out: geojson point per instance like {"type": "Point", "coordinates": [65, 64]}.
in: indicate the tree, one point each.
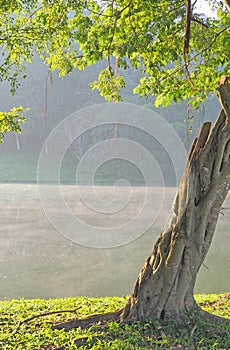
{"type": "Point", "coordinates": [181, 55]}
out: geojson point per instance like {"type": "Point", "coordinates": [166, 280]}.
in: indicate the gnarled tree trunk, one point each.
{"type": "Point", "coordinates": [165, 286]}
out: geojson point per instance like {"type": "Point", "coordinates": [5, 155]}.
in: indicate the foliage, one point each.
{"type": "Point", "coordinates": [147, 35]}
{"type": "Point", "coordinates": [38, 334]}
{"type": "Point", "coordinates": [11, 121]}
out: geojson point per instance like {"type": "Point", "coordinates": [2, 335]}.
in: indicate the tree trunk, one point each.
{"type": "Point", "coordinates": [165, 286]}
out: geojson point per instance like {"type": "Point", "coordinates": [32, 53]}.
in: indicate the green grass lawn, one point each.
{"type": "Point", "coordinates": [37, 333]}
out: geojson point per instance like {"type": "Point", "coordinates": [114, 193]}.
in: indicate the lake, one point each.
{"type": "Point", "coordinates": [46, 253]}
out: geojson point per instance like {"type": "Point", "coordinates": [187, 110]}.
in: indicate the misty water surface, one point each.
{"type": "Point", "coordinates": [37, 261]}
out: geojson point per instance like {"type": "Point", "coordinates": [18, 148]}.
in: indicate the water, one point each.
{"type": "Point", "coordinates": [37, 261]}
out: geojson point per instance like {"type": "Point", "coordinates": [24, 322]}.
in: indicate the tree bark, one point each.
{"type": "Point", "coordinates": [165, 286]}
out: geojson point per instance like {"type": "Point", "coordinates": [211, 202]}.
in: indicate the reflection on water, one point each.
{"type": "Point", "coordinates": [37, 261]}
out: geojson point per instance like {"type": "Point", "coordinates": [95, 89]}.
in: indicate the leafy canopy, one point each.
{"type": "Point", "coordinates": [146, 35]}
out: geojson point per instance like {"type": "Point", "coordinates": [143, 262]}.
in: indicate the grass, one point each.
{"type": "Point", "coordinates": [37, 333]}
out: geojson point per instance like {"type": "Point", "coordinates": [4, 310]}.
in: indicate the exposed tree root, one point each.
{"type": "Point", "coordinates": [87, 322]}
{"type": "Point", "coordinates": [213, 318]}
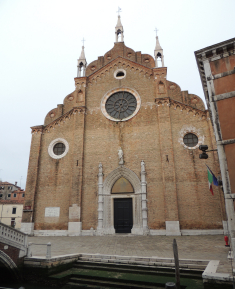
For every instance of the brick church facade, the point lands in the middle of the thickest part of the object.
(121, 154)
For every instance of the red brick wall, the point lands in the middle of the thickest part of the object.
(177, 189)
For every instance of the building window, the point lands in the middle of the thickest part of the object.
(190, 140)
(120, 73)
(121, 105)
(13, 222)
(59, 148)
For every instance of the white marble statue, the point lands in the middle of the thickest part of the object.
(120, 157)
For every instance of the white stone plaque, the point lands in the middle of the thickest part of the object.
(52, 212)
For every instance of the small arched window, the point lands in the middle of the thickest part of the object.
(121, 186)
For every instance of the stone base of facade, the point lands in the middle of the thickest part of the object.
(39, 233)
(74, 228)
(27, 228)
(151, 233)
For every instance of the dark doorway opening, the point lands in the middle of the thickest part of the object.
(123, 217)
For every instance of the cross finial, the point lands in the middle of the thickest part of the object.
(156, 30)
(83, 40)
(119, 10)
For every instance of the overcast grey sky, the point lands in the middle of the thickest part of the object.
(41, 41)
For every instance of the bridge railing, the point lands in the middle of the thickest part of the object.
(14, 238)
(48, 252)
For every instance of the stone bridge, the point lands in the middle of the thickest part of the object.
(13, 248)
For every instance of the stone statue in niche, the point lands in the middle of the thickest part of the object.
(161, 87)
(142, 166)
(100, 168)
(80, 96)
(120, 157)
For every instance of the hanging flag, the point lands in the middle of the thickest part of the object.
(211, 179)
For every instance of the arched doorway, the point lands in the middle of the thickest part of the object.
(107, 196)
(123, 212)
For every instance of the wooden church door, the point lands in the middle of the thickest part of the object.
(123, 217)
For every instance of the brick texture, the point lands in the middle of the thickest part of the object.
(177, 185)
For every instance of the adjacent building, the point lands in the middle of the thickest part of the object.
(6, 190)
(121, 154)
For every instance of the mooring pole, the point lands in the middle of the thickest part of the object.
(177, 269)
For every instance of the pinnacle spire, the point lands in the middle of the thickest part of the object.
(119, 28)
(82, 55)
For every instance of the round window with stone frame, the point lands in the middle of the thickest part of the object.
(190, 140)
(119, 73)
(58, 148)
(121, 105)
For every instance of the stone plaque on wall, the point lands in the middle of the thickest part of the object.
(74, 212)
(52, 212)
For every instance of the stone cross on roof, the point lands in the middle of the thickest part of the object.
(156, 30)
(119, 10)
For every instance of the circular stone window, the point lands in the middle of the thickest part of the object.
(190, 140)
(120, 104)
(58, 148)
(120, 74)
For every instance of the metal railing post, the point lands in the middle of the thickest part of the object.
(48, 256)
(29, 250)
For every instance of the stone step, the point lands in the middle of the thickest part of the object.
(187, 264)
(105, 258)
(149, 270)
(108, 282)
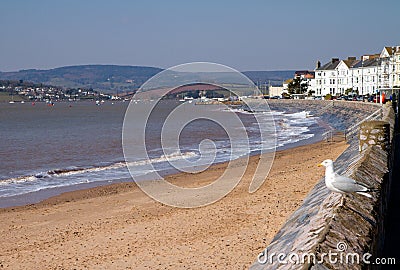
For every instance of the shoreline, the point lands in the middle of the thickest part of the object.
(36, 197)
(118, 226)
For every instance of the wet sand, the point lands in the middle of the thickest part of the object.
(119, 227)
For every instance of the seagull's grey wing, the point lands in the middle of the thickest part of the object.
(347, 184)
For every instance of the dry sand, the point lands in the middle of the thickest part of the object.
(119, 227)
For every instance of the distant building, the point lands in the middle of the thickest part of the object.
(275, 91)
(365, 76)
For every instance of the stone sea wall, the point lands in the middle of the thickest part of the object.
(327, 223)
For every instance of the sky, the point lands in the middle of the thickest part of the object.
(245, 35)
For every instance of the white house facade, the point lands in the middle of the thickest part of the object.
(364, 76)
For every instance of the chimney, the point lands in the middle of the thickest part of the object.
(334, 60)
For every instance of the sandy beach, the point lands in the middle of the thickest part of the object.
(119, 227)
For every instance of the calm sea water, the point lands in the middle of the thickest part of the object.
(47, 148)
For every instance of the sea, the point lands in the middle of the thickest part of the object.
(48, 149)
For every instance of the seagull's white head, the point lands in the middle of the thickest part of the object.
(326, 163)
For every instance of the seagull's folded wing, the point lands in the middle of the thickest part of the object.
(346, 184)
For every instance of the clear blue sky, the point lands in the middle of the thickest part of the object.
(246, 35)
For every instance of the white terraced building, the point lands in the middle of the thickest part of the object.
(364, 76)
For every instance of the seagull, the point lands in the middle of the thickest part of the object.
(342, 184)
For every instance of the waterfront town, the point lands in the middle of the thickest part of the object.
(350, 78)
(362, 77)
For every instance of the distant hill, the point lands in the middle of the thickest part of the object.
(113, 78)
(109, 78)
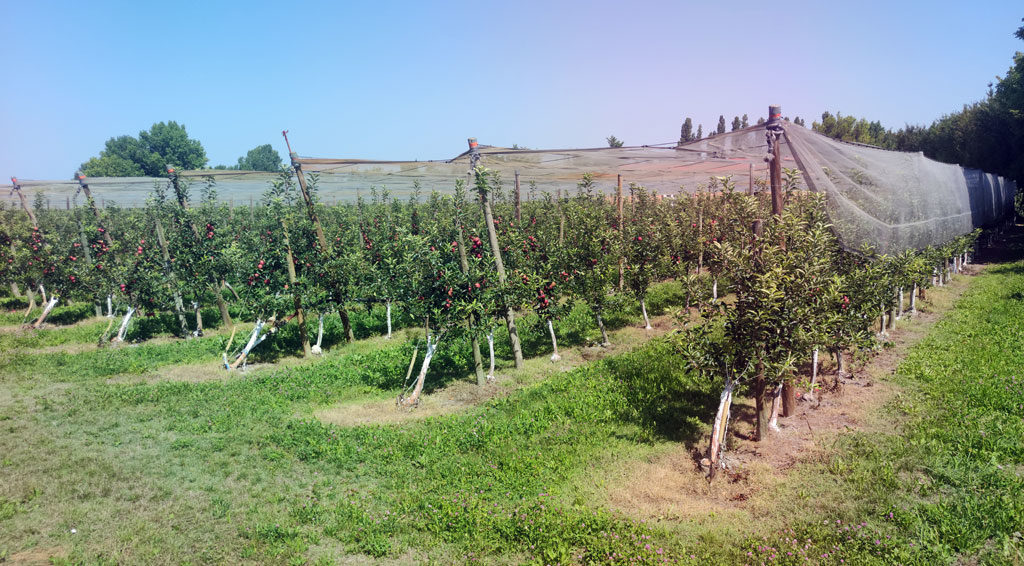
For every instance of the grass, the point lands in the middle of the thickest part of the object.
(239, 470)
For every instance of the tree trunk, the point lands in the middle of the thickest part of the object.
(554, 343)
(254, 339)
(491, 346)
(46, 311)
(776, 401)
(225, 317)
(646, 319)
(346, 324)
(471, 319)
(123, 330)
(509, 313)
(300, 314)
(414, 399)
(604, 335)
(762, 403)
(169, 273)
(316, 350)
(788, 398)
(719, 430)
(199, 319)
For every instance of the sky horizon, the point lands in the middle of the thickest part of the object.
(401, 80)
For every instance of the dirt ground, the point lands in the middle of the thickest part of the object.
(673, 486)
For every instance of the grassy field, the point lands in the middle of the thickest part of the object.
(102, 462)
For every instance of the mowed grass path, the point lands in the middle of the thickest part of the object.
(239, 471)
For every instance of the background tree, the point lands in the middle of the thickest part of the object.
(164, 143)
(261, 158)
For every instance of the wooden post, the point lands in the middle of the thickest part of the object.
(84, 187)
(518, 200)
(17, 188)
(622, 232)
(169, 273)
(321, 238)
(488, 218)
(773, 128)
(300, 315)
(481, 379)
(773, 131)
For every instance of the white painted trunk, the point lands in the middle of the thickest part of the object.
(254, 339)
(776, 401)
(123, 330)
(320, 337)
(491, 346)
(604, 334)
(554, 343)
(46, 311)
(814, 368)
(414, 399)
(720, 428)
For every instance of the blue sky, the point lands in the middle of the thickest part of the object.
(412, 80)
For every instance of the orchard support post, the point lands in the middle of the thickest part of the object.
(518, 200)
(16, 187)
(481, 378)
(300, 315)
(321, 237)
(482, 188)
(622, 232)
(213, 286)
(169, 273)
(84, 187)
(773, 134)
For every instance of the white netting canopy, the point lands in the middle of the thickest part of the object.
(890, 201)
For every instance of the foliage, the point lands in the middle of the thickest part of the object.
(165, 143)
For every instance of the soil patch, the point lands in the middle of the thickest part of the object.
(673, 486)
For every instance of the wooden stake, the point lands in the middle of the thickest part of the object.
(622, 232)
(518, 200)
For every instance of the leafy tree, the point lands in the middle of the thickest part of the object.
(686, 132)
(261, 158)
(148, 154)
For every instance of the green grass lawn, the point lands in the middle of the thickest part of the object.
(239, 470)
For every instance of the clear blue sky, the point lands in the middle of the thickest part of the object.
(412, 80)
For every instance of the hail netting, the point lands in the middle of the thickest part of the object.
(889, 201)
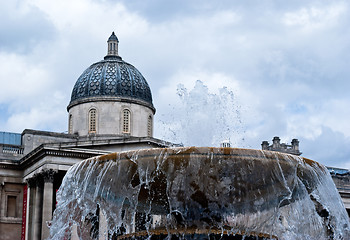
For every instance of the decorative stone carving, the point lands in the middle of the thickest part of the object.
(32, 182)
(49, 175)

==================================================

Reproduce nothing but the lines running from the line with "For every instance of the white painted" through the end of the records, keeping both end lines and dropping the pictures.

Result:
For every instance of the white painted trunk, the point lands in the middle of the thickest part of the object.
(254, 339)
(776, 401)
(123, 330)
(320, 337)
(491, 346)
(604, 334)
(554, 343)
(46, 311)
(814, 368)
(414, 399)
(720, 428)
For every instance of the blue sky, the point lands in the middle of the thickest part of the object.
(412, 80)
For every instance of the orchard support post, the point lands in the middle of the thickest part of the object.
(518, 200)
(16, 187)
(481, 378)
(300, 315)
(321, 237)
(482, 188)
(622, 232)
(213, 286)
(169, 273)
(84, 187)
(773, 134)
For every instance of the white netting canopy, the point lands in the middle of the thickest part of the object.
(890, 201)
For every instance of the foliage, the point lands in the middle of the thickest part of the object.
(165, 143)
For every instance of the soil patch, the point lands in the middle of the thickest part of the object.
(673, 486)
For every instance of the wooden stake, the point lands in the middle of the thickest part of the object.
(622, 232)
(518, 200)
For every instance of the leafy tree, the point lands in the middle of the thickest part of the object.
(686, 132)
(261, 158)
(148, 154)
For every instance of the green grass lawn, the point lands in the middle of the thickest part of the object.
(239, 470)
For every instance of the clear blue sky, the point lands in the middle of the thickest part of the object.
(412, 80)
For every instance of the hail netting, the point lands in the middle of the thickest part of the object.
(889, 201)
For every instance of the decorative stone carving, the point lands in the middle of the thickest part of the object.
(32, 182)
(49, 175)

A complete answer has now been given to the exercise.